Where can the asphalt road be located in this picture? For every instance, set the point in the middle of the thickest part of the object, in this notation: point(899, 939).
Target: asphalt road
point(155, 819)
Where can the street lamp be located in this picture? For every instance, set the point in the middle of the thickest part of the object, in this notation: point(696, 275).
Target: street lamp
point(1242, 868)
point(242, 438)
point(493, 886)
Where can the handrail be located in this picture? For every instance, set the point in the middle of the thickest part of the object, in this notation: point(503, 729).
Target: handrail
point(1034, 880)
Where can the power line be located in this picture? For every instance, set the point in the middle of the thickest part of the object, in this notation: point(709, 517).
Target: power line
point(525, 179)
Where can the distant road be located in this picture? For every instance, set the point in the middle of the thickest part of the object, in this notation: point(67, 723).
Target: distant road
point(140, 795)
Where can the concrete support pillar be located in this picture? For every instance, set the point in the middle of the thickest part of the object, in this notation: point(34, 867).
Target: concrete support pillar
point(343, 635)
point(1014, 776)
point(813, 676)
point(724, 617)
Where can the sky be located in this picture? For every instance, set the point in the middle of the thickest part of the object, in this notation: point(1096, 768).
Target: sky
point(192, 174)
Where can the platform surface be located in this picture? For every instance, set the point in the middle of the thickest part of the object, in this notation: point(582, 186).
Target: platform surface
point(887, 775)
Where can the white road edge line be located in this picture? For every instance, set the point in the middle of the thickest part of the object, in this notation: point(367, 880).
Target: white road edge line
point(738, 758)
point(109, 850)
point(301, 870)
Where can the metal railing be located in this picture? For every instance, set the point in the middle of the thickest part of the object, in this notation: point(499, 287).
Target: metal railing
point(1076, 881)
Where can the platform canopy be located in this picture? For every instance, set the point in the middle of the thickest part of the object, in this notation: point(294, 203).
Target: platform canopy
^^^^
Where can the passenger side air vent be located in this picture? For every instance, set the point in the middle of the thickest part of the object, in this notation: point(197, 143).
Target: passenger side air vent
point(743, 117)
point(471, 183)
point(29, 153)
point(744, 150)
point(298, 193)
^^^^
Determine how many lines in the records include the word "canopy", and reply with that number alone.

- Solution below: 2